■ Task goal ■
Skip every image and restate the data word for word.

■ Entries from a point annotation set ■
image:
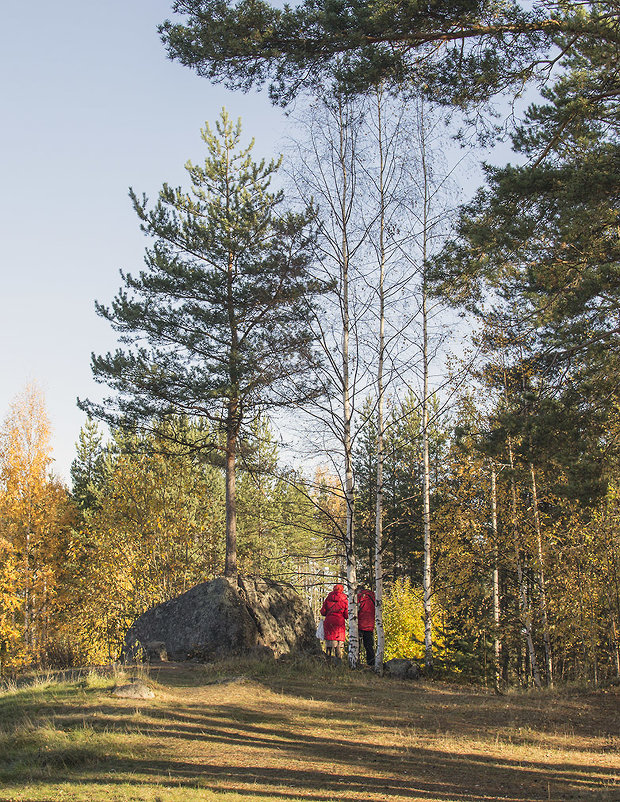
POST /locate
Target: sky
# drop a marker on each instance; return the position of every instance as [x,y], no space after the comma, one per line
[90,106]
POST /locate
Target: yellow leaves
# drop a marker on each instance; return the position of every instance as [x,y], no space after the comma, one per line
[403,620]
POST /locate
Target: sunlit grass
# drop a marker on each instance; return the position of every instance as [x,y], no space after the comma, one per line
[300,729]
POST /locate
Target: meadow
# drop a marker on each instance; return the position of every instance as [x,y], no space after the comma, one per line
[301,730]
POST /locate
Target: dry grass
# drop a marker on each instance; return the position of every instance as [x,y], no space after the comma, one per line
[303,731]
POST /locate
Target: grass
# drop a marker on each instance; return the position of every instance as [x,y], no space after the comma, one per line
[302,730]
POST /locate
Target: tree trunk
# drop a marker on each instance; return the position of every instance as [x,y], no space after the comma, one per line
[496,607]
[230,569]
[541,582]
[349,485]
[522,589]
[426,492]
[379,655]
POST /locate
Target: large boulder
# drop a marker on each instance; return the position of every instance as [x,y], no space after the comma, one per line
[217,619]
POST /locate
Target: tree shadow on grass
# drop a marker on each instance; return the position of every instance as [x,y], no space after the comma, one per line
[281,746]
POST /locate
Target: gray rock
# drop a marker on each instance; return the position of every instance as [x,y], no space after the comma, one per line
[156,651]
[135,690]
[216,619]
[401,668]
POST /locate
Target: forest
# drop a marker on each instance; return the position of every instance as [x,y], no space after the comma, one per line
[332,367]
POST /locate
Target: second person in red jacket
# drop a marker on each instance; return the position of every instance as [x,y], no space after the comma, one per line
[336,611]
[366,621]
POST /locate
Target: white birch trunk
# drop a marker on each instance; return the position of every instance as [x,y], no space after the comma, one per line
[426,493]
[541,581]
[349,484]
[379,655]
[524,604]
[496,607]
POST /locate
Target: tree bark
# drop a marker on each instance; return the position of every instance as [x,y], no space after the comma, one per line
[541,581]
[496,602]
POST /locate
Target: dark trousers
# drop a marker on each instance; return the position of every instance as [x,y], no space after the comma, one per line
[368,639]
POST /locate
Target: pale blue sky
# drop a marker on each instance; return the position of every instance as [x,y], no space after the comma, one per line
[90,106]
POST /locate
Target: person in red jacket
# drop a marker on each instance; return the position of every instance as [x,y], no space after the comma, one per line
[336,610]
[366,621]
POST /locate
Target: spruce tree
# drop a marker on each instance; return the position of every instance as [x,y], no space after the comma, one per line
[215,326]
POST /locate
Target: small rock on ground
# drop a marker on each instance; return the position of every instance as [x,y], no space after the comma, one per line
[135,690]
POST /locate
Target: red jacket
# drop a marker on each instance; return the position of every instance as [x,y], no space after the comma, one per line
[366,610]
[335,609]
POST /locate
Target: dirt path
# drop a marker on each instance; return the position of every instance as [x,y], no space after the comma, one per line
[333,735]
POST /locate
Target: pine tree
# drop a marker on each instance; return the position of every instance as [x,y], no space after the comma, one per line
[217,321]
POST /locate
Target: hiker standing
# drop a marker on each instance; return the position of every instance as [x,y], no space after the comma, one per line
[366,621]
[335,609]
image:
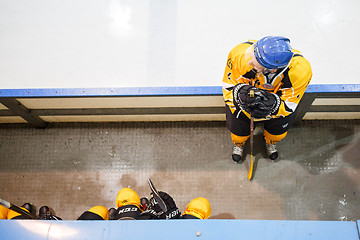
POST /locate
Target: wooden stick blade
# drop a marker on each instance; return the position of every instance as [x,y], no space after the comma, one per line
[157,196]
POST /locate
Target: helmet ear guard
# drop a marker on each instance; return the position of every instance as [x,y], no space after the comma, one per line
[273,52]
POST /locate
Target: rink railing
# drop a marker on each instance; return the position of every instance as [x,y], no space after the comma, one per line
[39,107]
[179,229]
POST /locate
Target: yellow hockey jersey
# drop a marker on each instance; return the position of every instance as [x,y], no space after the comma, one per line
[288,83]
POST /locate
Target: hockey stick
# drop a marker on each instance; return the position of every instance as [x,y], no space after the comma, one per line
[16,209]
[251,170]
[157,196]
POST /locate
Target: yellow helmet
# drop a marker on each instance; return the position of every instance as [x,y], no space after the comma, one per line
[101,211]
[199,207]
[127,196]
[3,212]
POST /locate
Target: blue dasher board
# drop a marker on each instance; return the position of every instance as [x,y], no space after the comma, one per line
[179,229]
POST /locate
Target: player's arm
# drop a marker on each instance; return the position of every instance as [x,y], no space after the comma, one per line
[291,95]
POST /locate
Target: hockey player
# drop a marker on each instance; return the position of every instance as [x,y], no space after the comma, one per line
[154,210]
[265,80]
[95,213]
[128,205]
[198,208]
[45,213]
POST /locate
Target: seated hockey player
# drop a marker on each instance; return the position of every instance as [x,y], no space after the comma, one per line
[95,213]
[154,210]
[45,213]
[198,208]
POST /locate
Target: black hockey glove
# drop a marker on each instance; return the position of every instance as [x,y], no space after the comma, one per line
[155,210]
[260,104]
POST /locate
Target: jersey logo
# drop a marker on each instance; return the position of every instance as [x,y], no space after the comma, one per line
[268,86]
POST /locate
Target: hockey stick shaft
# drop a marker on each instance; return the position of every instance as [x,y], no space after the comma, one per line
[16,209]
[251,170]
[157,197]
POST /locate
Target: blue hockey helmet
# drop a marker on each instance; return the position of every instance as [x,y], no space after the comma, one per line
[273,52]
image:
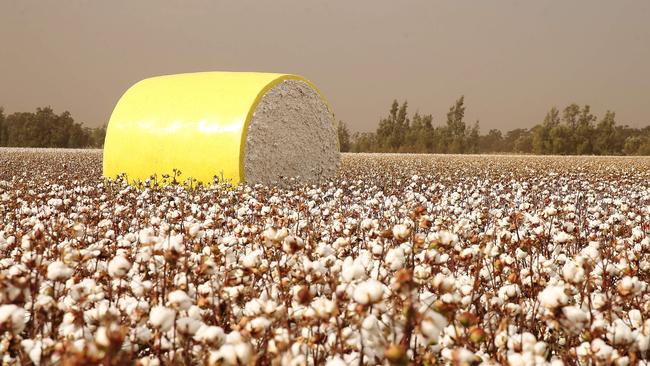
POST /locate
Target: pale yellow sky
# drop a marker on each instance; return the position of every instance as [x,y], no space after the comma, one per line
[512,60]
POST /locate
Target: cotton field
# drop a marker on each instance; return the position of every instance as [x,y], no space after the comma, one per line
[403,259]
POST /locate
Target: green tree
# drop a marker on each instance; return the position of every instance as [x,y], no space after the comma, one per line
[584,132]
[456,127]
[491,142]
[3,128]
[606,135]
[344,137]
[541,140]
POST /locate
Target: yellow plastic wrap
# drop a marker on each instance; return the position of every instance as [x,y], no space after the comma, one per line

■ Complete response ■
image:
POST /locate
Target: sky
# drop a marker on each instance; return the position of every instance as [x,y], no space after the comma, one per line
[90,106]
POST /locate
Target: yellow leaves
# drop a marker on each instance; return the position of every instance as [x,y], no space after the comma, one per line
[403,620]
POST /locate
Target: sunlit grass
# drop a marker on each instance; return the position of every instance as [x,y], no space after the comma, one per line
[300,729]
POST /locate
Target: meadow
# drop a marker on each instance; return the position of every instance as [x,y], no space after the comma, one per line
[301,730]
POST /locate
Target: dry grass
# drop a marker on each instance; return the position of every instance as [x,y], no space after the comma, one per line
[303,731]
POST /locate
Target: grass
# drop a marker on each instance; return the position of every instance as [x,y], no space after the comma, one per line
[302,730]
POST /locate
Target: tree trunk
# drop a marker on each instance; return the position of every instance as [x,y], no space after the comma, one per line
[496,607]
[230,569]
[541,582]
[349,485]
[522,589]
[426,492]
[379,655]
POST /locate
Target: large boulder
# drop a marker on each instance; return the position of every instance as [x,y], no space after the comma, one per line
[217,619]
POST /locate
Target: tree shadow on grass
# drop a marker on each instance; return the position of every instance as [x,y], no space after the comma, one per line
[281,746]
POST /locate
Target: gray rock
# drop a marker on each instance; return the position of every instance as [x,y], no space after the comma, one per line
[156,651]
[135,690]
[216,619]
[401,668]
POST /locate
Target: forest
# drop a marker on each instance; return the position of every instance as [x,y], no space after the comma, one per line
[332,367]
POST /locate
Target: second person in red jacket
# drop a marker on each instance; return the position of every instance as [x,y], no space after the comma, one per line
[336,611]
[366,621]
POST /locate
Target: white birch trunk
# drop a marker on each instance; return the position of every instance as [x,y], no space after the comma, one per line
[426,493]
[541,581]
[349,484]
[379,655]
[524,604]
[496,607]
POST /locate
Target: tree bark
# drop a marker on each instance; return the position of every instance as [x,y], no space after the comma, one per line
[541,581]
[496,602]
POST /locate
Target: dark trousers
# drop a marker on each instance; return the position of every instance as [x,y], no space after the comma, one per line
[368,639]
POST /locate
Target: pale blue sky
# drop a marker on each instance; return the position of every instance as [x,y], no space after the comma, one per line
[90,106]
POST /locate
Target: person in red jacket
# drop a marker on each instance; return the position of every instance as [x,y], no space after the comma, one per line
[336,610]
[366,621]
POST /locate
Target: spruce tree
# drop a marker on each instance; return the position of every instance as [x,y], no space after the comma, one per line
[215,326]
POST /locate
Target: small rock on ground
# drop a marker on each instance; return the position of every instance as [x,y], no space after the comma, one per line
[135,690]
POST /locate
Target: red jacket
# drop a marker on each instance; return the position of every instance as [x,y], no space after the comma, one per line
[366,610]
[335,609]
POST /locate
Target: dirt path
# drop a marker on each instance; return the position of every instance as [x,y], no space after the comma, one per line
[333,735]
POST /locate
Target: pine tree
# drop a marker on each instance; return the position of every instance as [x,y], no space after the comma, one per line
[217,321]
POST /locate
Target: hiker standing
# drop a marker on each instance; return the position of every instance as [x,y], no space after the comma, one per line
[366,621]
[335,609]
image:
POST /locate
Target: wooden stick blade
# drop a marker on each instance; return the position of every instance as [x,y], no space after the comma, one per line
[157,196]
POST /locate
Target: helmet ear guard
# drop a marker on each instance; return the position of every instance as [x,y], no space after the comma, one per line
[273,52]
POST /locate
Target: rink railing
# drop a marker on each instance; return the position of every instance as [x,y], no space after the comma, one per line
[39,107]
[179,229]
POST /locate
Target: yellow hockey jersey
# drop a marker on each instance; return the position of every instance as [x,y], no space after the comma, one per line
[288,83]
POST /locate
Target: hockey stick
# drop a marker on each instance; return the position of every instance as [x,y], no space after the comma, one per line
[16,209]
[251,170]
[157,196]
POST /locate
Target: yellow helmet
# drop a marker on each instance; return the position of every instance as [x,y], no space after the comma, one per line
[101,211]
[199,207]
[127,196]
[3,212]
POST /locate
Target: blue dasher board
# drop a marker on each instance; return the position of every instance as [x,y], no space after the comma, one per line
[179,229]
POST /locate
Target: player's arm
# drop a marker on each instance; return the position of every instance as [x,y], no space after the comma, one per line
[291,95]
POST /locate
Target: hockey player
# drop a marker on each instance; return the position of every instance as [x,y], no space after the comma, one per line
[154,210]
[265,80]
[95,213]
[128,205]
[198,208]
[45,213]
POST /locate
Target: seated hockey player
# drop a marker on each instance; return the position of every instance as [x,y], no space after the comma, one per line
[95,213]
[154,210]
[45,213]
[198,208]
POST /locate
Target: black hockey glove
# drop a marker on each instance; return the position of every instance as [x,y], no space after the comma, one per line
[155,210]
[260,104]
POST /locate
Target: jersey logo
# drop a marker on each instance; return the position of every instance as [x,y], no space after the comma, one per line
[268,86]
POST /locate
Target: hockey stick shaft
# drop a marker on each instance; return the position of every instance as [x,y], no space after the comma, one per line
[16,209]
[251,170]
[157,197]
POST /locate
Target: blue hockey helmet
# drop a marker on each instance; return the position of every instance as [x,y], no space after the comma, one per line
[273,52]
image:
POST /locate
Target: pale yellow sky
# drop a marker on each instance; return the position of every instance as [x,y], no space after the comma, one per line
[512,60]
POST /locate
Target: cotton field
# drop a marker on each instance; return the position of every instance as [x,y], no space after the comma, one per line
[403,259]
POST /locate
Target: green tree
# drop a marker on each instance; return the position of every instance as [x,y], no space after the comma, one per line
[584,132]
[456,127]
[491,142]
[3,128]
[606,135]
[344,137]
[541,140]
POST /locate
Target: yellow plastic wrap
# drop a marker on each instance; return the position of every instance as [x,y], no space after the comma, one per line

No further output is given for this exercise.